===== Source material

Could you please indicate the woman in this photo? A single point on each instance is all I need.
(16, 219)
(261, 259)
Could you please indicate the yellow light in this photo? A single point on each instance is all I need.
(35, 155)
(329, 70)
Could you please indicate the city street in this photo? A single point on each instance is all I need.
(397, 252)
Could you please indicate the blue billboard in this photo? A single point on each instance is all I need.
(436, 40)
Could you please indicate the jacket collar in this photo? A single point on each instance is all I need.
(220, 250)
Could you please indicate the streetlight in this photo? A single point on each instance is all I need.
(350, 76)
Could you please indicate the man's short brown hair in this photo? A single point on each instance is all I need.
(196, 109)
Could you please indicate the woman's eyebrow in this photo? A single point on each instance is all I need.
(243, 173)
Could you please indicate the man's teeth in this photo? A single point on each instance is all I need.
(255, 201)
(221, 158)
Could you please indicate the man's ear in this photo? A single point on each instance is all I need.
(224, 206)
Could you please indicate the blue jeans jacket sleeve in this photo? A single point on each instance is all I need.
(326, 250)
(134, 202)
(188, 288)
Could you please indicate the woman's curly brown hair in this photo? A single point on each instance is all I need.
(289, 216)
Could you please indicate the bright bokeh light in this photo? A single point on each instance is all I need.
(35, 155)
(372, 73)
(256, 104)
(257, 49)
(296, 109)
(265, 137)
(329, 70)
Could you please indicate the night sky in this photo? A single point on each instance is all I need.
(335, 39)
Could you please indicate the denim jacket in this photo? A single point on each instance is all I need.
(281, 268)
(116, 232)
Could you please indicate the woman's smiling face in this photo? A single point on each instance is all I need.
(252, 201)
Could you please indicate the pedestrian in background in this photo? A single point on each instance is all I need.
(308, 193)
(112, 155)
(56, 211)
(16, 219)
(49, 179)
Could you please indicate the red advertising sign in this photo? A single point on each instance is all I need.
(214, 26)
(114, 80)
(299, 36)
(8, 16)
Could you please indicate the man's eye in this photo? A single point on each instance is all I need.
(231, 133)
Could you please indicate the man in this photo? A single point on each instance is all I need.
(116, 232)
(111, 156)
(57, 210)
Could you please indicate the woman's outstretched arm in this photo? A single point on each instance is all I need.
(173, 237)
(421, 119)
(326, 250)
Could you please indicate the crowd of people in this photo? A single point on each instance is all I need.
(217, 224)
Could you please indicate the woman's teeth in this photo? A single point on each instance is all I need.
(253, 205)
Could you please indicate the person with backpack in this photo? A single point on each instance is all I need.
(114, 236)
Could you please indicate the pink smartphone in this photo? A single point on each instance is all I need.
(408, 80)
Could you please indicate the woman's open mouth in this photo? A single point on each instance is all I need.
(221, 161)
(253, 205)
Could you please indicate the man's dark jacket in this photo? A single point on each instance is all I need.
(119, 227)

==========
===== Source material

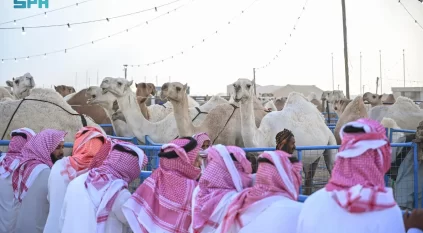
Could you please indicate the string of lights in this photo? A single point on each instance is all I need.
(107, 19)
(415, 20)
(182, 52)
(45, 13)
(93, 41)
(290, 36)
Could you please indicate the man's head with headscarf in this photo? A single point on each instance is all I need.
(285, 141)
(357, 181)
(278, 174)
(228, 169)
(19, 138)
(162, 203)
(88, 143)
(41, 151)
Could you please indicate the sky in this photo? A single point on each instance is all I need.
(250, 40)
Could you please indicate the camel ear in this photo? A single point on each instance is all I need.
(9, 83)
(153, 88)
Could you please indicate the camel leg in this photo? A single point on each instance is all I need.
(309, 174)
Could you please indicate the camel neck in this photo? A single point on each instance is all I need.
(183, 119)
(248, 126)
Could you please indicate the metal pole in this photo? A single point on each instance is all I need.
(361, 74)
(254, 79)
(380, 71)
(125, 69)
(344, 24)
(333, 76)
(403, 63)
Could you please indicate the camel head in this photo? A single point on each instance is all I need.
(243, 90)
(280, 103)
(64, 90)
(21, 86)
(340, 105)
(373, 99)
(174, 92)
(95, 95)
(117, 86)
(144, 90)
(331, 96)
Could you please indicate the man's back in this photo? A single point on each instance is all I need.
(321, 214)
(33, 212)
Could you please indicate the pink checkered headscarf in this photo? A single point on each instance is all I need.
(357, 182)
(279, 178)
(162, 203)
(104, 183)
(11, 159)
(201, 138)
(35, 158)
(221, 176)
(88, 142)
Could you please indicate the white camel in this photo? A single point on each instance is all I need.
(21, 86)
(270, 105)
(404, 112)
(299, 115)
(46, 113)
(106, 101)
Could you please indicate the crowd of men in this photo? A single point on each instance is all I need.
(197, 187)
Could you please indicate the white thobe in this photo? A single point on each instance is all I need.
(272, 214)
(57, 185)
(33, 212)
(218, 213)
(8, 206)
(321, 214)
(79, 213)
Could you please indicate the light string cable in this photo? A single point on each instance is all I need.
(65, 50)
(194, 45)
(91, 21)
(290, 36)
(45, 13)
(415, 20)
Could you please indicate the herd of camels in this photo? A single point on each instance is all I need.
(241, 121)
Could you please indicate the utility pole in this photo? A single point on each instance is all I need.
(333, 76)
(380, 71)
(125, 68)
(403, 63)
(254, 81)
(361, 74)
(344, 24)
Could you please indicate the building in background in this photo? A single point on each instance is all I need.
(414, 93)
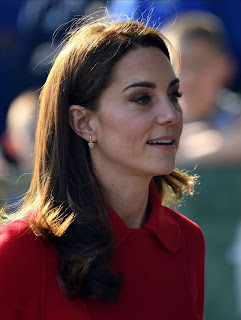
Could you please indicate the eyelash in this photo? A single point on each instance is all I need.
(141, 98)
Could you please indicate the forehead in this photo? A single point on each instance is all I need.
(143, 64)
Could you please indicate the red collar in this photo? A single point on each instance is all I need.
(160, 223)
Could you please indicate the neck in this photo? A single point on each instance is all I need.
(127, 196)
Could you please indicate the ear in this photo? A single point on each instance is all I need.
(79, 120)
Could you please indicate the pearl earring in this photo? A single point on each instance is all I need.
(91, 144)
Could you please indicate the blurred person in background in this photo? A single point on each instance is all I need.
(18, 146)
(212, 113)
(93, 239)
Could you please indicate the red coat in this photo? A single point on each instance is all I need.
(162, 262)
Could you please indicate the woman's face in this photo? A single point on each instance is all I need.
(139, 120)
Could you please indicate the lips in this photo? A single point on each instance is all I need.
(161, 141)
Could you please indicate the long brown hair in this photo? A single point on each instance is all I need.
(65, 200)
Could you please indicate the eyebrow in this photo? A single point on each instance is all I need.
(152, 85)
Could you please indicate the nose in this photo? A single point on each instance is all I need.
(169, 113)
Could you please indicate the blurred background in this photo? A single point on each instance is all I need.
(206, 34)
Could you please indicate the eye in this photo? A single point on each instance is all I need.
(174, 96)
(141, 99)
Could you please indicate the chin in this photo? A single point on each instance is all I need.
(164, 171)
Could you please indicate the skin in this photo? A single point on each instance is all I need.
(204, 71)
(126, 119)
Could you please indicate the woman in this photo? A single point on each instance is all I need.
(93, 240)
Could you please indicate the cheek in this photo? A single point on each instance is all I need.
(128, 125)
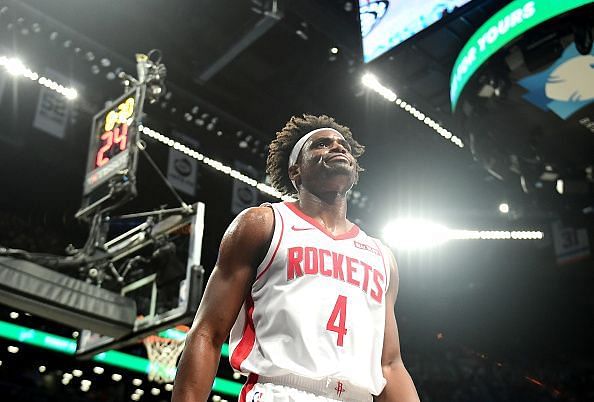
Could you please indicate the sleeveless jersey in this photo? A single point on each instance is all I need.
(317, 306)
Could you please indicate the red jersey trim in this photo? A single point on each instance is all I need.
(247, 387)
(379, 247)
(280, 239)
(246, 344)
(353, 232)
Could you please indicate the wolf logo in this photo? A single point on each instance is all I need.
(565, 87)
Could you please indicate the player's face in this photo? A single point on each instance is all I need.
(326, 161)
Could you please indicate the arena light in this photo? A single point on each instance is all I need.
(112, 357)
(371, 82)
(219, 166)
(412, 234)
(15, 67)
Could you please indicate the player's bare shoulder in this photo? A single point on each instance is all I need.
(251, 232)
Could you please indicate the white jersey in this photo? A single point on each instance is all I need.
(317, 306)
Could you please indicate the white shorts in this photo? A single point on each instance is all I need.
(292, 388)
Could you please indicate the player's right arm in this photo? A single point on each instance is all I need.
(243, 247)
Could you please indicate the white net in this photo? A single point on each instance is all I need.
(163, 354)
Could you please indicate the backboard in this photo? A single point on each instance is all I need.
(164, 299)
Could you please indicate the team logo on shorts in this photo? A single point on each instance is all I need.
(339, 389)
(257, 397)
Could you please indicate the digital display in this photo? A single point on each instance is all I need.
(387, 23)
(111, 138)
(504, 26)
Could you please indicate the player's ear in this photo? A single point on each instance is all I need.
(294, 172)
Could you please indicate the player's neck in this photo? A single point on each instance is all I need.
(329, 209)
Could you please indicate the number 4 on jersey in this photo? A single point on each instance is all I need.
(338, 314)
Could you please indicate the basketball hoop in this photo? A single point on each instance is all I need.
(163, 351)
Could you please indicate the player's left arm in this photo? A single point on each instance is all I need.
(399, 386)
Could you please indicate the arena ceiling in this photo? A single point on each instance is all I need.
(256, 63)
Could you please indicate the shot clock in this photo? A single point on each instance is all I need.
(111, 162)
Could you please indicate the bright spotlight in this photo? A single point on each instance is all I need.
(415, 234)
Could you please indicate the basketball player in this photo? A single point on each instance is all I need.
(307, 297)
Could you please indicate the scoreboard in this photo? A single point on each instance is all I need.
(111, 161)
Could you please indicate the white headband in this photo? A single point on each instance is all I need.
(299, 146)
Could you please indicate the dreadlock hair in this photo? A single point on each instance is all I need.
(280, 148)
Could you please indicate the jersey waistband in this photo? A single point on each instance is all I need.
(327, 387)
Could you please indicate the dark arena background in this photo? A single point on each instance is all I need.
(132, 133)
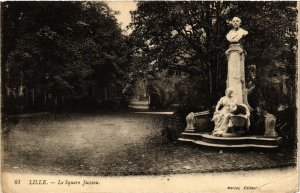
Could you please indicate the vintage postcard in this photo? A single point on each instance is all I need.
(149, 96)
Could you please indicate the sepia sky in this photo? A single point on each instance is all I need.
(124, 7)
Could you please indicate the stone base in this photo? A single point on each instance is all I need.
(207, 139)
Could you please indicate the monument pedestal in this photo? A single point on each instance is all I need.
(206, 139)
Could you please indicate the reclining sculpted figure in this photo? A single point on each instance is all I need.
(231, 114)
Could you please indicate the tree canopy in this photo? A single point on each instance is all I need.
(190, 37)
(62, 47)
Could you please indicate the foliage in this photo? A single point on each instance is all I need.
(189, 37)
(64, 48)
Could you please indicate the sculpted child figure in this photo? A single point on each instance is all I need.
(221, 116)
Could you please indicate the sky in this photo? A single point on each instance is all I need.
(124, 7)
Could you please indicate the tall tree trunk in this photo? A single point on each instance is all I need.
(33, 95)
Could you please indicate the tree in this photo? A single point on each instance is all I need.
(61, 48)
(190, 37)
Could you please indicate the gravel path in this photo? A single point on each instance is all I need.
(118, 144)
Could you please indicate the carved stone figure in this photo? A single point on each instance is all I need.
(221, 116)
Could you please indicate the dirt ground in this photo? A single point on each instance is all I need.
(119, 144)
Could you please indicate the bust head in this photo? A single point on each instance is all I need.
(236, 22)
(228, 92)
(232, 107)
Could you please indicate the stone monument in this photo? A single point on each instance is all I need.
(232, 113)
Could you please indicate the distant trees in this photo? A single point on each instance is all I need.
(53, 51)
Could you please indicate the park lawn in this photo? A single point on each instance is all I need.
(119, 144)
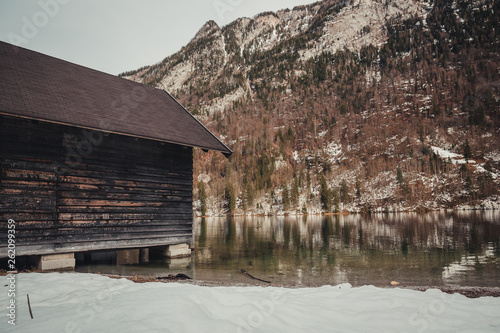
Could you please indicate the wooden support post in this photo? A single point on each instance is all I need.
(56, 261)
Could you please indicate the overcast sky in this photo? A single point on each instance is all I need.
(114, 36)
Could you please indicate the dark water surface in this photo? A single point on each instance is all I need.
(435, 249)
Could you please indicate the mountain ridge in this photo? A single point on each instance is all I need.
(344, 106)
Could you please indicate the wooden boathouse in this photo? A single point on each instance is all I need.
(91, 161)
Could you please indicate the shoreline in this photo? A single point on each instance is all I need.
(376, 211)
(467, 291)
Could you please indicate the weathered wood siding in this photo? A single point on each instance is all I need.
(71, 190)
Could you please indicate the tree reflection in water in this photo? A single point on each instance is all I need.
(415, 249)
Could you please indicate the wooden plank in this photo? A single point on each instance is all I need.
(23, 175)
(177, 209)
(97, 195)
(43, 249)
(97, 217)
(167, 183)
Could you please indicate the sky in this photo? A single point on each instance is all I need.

==========
===== Source material

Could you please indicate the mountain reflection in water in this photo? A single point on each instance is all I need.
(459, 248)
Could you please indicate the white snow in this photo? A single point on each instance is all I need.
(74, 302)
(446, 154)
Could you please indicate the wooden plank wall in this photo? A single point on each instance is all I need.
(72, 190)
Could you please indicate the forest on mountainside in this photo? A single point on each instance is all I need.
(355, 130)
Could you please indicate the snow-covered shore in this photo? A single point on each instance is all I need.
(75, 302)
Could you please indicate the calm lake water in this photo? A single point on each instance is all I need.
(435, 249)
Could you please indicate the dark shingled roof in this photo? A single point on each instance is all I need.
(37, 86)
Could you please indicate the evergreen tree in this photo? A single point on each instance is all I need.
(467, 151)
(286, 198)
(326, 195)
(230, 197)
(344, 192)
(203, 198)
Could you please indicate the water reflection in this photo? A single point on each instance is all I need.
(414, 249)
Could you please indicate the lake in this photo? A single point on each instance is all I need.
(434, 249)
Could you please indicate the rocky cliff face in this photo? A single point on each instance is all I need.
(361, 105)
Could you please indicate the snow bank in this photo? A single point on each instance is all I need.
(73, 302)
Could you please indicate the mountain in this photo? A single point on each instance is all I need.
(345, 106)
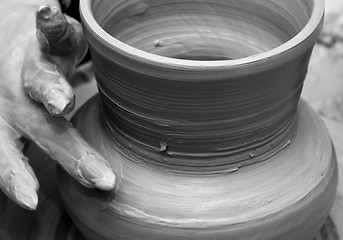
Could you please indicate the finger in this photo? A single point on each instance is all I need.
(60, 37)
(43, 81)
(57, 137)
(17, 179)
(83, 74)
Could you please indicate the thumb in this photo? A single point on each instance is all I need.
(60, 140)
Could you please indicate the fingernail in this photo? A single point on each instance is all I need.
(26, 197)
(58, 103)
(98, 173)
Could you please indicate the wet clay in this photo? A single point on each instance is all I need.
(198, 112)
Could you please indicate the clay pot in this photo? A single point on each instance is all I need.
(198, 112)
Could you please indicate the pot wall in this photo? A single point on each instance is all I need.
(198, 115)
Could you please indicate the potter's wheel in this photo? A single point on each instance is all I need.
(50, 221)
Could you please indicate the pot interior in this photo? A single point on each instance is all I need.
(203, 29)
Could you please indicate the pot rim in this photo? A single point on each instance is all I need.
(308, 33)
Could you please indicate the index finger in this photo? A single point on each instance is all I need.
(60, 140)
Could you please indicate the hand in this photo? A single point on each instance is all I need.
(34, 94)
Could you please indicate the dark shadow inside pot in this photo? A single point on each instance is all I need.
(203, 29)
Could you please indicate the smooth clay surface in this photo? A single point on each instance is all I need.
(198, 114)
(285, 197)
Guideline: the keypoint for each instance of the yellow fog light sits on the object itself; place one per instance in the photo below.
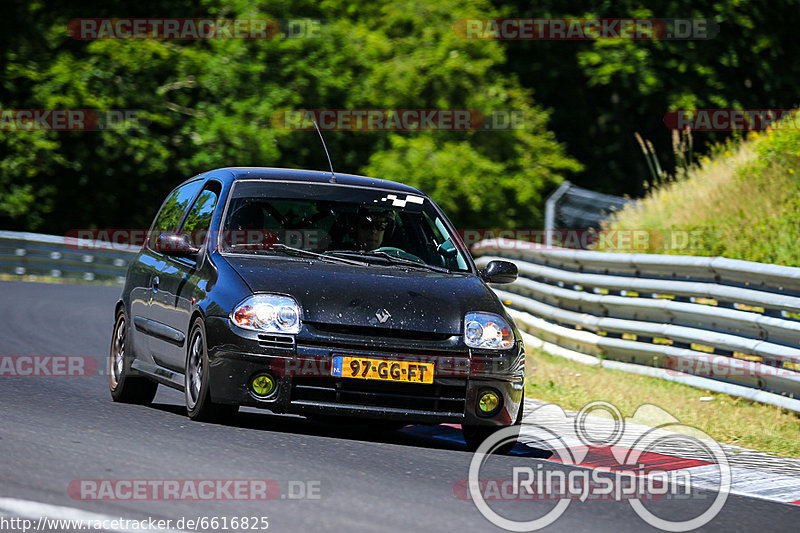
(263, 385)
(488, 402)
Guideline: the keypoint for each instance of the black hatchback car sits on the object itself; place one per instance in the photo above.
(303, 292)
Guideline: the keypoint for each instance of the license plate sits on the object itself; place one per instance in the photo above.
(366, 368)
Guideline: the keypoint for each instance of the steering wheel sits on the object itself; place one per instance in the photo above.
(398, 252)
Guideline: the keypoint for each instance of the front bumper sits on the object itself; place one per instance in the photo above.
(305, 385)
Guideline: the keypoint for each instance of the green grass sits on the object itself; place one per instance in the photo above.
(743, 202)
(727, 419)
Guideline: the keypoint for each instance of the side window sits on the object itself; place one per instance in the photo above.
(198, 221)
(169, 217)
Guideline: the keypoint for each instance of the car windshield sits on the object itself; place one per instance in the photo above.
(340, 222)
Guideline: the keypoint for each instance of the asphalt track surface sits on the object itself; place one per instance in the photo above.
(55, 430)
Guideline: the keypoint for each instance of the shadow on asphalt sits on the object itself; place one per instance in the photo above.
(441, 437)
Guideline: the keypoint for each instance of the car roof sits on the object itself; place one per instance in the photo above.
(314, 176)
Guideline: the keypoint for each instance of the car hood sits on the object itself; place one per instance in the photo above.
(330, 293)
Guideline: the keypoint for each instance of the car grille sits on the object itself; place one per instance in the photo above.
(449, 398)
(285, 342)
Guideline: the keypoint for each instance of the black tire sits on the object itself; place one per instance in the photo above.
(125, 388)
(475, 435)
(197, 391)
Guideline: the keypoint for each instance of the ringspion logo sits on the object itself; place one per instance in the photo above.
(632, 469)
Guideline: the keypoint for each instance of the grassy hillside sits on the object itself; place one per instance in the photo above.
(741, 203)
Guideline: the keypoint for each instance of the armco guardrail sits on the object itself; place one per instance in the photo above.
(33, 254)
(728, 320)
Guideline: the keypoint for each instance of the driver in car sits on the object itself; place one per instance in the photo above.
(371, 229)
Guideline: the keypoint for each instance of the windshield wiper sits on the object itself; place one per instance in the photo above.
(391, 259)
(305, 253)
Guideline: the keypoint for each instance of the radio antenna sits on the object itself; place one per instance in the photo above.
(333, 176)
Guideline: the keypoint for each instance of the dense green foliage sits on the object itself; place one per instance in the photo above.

==========

* [Your instructions]:
Find the line with "Guideline: the keypoint for each instance of the grassy" in the entries above. Retype it and each line after it, exactly, through the line with "Guideline: the keypoint for each instance of the dense", and stop there.

* [Solved exercise]:
Guideline: the keypoint for each instance of the grassy hillside sits on the object itself; place one per instance in the photo above.
(741, 203)
Guideline: the keypoint for each instance of the armco guardrail sits on the object itself; place one per instance in the photo above.
(33, 254)
(728, 320)
Guideline: the keypoint for each instance of the driver in car sits on the object itself; place one per instance in the photo above.
(371, 229)
Guideline: the keypoint for each instance of the windshield wiper sits on the object itself; place one per instance in the photo above.
(391, 259)
(305, 253)
Guideline: the keypoint for each instance of the radio antenna sits on the object itself; place one per instance in the photo above.
(333, 176)
Guideline: the keypoint for each instance of the dense green foliage sits on the object itself; place one per instance in the photo above.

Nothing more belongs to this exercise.